* **Document passage**
┏━━
Statutory Reserves shall mean a fraction (expressed as a decimal, the numerator of which is the number one and the denominator of which is the number one minus the aggregate of the maximum reserve percentages (including, without limitation, any marginal, special emergency or supplemental reserves) expressed as a decimal established by the Board of Governors of the Federal Reserve System and any other banking authority to which the Bank is subject, (a) with respect to the Adjusted Certificate of Deposit Rate, for new negotiable time deposits in dollars of over $100,000 with maturities approximately equal to the applicable Interest Period, and (b) with respect to the Adjusted Eurodollar Rate, for Eurocurrency Liabilities as defined in Regulation D. Eurodollar Loans shall be deemed to constitute Eurocurrency Liabilities and as such shall be deemed to be subject to such reserve requirements without benefit of or credit for proration, exceptions or offsets which may be available from time to time to the Bank under such Regulation D. Statutory Reserves shall be adjusted automatically on and as of the effective date of any change in any reserve percentage.
┗━━
* **Work instructions**
[A] The Statutory Reserves definition names, in parentheses, specific kinds of reserves that the maximum reserve percentages include. List each of them.
[B] Write the next passage of the loan-agreement text defining Statutory Reserves, picking up after its final sentence.

* **Data block**
┏━━
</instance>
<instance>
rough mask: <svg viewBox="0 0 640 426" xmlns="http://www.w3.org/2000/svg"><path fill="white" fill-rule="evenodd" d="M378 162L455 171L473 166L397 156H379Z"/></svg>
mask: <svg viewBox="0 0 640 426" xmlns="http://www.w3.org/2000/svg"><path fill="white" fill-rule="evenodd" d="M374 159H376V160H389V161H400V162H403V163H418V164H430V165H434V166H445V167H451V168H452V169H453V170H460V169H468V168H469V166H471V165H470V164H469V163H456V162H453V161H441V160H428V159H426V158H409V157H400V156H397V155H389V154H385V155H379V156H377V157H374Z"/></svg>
┗━━
* **Results by task**
[A]
- marginal reserves
- special emergency reserves
- supplemental reserves

[B]
     Set-Off

     The Borrower hereby gives to the Bank a lien on, security interest in and right of set-off against all moneys, securities and other property of the Borrower and the proceeds thereof, now or hereafter delivered to, remaining with or in transit in any manner to the Bank, its correspondents, affiliates (including J. P. Morgan Securities Inc.) or its agents from or for the Borrower, whether for safekeeping, custody, pledge, transmission, collection or otherwise or coming into possession, control or custody of the Bank in any way, and also, any balance of any deposit accounts and credits of the Borrower with, and any and all claims of the Borrower against the Bank at any time existing, as collateral security for the payment of this Note and of all other liabilities and obligations now or hereafter owed by the Borrower to the Bank, contracted with or acquired by the Bank, whether joint, several, absolute, contingent, secured, unsecured, matured or unmatured (all of which are hereafter collectively called "Liabilities"), hereby authorizing the Bank at any time or times, without prior notice, to apply such balances, credits or claims, or any part thereof, to such Liabilities in such amounts as it may select, whether contingent, unmatured or otherwise and whether any collateral security therefor is deemed adequate or not. The collateral security described herein shall be in addition to any collateral security described in any separate agreement executed by the Borrower in favor of the Bank.

     Miscellaneous

     The Borrower hereby waives diligence, demand, presentment, protest and notice of any kind, and assents to extensions of the time of payment, release, surrender or substitution of security, or forbearance or other indulgence, without notice.

     This Note may not be changed, modified or terminated orally, but only by an agreement in writing signed by the party to be charged and consented to in writing by the party hereof.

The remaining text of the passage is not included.